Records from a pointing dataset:
— Start —

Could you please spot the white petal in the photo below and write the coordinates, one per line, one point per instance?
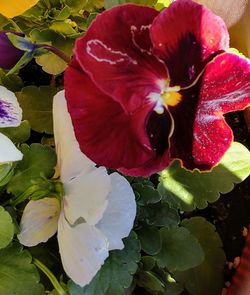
(86, 196)
(39, 221)
(118, 219)
(230, 10)
(8, 151)
(10, 111)
(70, 158)
(83, 250)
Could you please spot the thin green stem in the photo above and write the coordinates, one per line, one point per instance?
(50, 276)
(58, 52)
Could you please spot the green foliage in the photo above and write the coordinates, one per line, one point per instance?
(38, 160)
(180, 250)
(150, 239)
(12, 82)
(36, 104)
(17, 275)
(116, 273)
(198, 280)
(6, 228)
(18, 134)
(6, 172)
(187, 190)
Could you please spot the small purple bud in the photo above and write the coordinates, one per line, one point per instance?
(9, 54)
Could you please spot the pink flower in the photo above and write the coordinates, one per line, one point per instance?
(145, 88)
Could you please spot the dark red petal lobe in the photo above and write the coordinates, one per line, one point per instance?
(106, 134)
(116, 52)
(185, 35)
(201, 135)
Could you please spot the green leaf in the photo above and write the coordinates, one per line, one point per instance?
(160, 214)
(18, 134)
(6, 172)
(187, 190)
(150, 239)
(6, 228)
(150, 281)
(207, 278)
(180, 250)
(37, 160)
(12, 82)
(36, 104)
(50, 62)
(148, 194)
(17, 275)
(116, 273)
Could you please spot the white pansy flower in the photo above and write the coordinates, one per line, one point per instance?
(10, 116)
(96, 213)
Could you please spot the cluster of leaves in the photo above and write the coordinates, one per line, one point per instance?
(166, 253)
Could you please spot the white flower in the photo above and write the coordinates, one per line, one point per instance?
(96, 213)
(10, 116)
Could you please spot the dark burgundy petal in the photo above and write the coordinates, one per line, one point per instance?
(201, 135)
(9, 54)
(185, 35)
(106, 134)
(116, 52)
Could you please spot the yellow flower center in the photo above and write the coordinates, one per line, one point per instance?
(171, 98)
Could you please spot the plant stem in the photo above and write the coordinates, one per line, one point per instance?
(58, 52)
(50, 276)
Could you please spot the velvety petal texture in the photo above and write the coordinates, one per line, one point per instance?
(10, 111)
(139, 102)
(39, 221)
(97, 210)
(119, 216)
(185, 36)
(83, 250)
(99, 120)
(8, 151)
(224, 87)
(116, 53)
(70, 159)
(11, 8)
(236, 14)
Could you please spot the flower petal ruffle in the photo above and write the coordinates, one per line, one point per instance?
(118, 218)
(10, 111)
(83, 250)
(107, 134)
(185, 35)
(201, 134)
(116, 53)
(86, 196)
(39, 221)
(71, 161)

— End —

- _What is asked_
Copy out all of the lines above word for word, leaving out the pictures.

- _Finished answer_
Could you please spot the white petal in the photo below and write the coordinates, one per line, one point per instance?
(86, 196)
(39, 221)
(118, 219)
(230, 10)
(8, 151)
(10, 111)
(70, 158)
(83, 250)
Could you please spot the thin green stem in the photo above and write the coordinates, one per line, one point per instance?
(50, 276)
(58, 52)
Could you please spot the green foliage in the photo above and write the coordinates, one per line, one point per instance?
(38, 160)
(180, 250)
(150, 239)
(12, 82)
(36, 104)
(17, 275)
(116, 273)
(198, 280)
(6, 228)
(18, 134)
(6, 172)
(187, 190)
Could you please spot the small purple bud in the photo above and write the coordinates, one per line, one point per instance?
(9, 54)
Could you please spot the pink flower in the photo above and write the coordinates, one per line, one point per instance?
(145, 88)
Could you please spot the dark red petal lobe in the photo above and write the coordinates, one per line, one point per instance?
(106, 134)
(116, 52)
(185, 35)
(201, 135)
Could you please spot the green leaf in the photo above and write the coordinates, one per line, one point per instance?
(160, 214)
(18, 134)
(6, 172)
(187, 190)
(150, 239)
(6, 228)
(150, 281)
(207, 278)
(180, 250)
(37, 160)
(12, 82)
(36, 104)
(50, 62)
(148, 194)
(17, 275)
(116, 273)
Could you please spot the white pansy flower in the photo above and write the coordinates, one per line, one point per instance?
(10, 116)
(96, 213)
Could you please spot the cluster of leaves in the photo above and write the coordinates, one per line, one point per instance?
(166, 253)
Could you please spot the white flower in the photo above and write the coordinates, one per line, one point per instance?
(96, 213)
(10, 116)
Could you please spot the dark burgundy petal in the photo above and write the coordinates, one per line, one point per instance?
(201, 135)
(9, 54)
(185, 35)
(106, 134)
(116, 52)
Could you please spot the yellow flower center in the photo above and write the coordinates, one per line, one point per instance?
(171, 98)
Could you please spot the plant stem in the photo above and write the coordinates, one per line, one point per instance?
(58, 52)
(50, 276)
Could you please spot the velvety petal texture in the photo above and write the coordinates, one per line, one point per instance?
(10, 111)
(139, 102)
(39, 221)
(97, 210)
(119, 216)
(185, 36)
(83, 250)
(99, 120)
(8, 151)
(224, 87)
(116, 53)
(70, 159)
(11, 8)
(236, 14)
Could you please spot the flower petal ruffle in the photo above and write the coordinates, one per line, one point per instance?
(118, 218)
(10, 111)
(83, 250)
(107, 134)
(185, 35)
(201, 134)
(116, 53)
(86, 196)
(39, 221)
(71, 161)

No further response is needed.